__YOUR GOAL__
Turn the part of the items that opens with the line containing "Put a marker on every instance of the distant" and closes with the line containing "Target: distant mountain range" into a JSON list of strings, one string per line, leaving out blank lines.

__RECORDS FOR THE TASK__
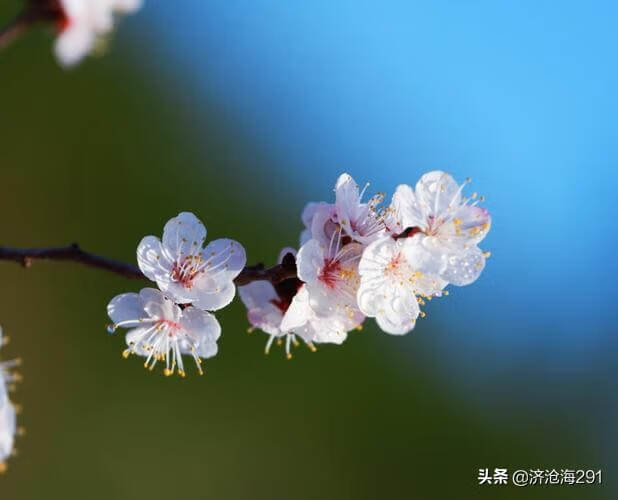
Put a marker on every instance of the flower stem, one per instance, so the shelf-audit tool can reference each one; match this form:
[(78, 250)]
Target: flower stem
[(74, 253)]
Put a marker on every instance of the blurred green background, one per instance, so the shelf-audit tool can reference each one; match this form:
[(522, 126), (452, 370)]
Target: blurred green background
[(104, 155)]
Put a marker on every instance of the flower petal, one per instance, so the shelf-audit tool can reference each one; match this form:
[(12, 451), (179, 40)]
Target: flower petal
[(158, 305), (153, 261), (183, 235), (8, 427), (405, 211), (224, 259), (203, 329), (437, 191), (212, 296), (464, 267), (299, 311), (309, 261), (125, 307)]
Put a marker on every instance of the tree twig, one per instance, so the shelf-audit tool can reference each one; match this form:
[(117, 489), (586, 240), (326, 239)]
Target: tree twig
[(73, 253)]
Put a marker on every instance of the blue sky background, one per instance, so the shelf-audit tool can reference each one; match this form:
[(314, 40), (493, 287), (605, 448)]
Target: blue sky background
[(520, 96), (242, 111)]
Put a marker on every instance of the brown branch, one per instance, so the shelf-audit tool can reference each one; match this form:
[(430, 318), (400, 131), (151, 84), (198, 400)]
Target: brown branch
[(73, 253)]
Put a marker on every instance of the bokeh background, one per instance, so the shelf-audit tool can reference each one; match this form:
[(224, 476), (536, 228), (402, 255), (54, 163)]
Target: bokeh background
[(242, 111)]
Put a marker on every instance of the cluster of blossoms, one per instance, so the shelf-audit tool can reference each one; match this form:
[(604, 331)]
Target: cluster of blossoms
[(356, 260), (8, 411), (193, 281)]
--
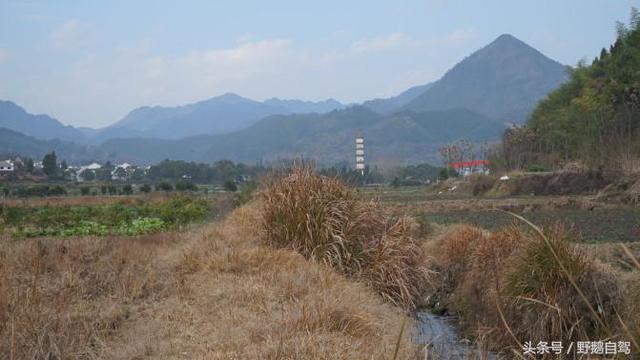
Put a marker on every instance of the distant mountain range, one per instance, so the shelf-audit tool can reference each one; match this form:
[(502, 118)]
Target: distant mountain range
--
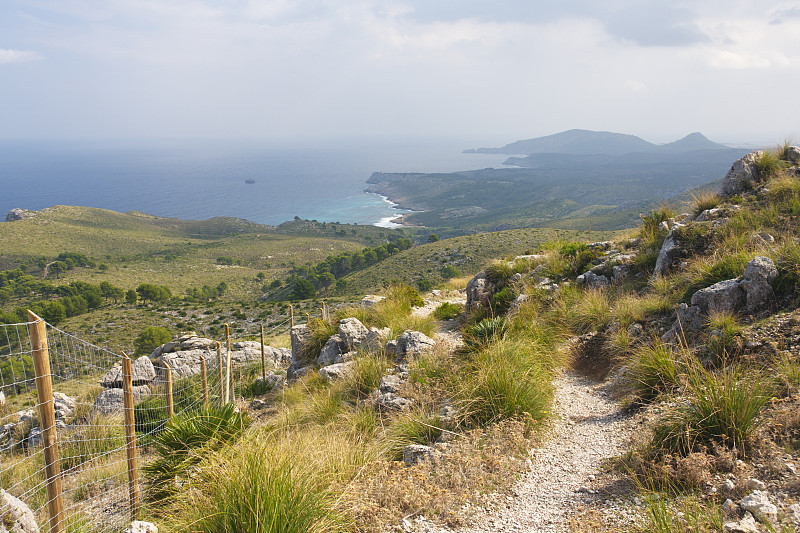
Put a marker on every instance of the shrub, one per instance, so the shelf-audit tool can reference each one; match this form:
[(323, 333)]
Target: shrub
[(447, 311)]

__REPLY TO THE EXERCISE__
[
  "Put a marker on every instance of the distant mountain range, one per instance, so the shelf-audit tool can reference each one; match this form:",
  "[(502, 118)]",
  "Target: distant mountain range"
]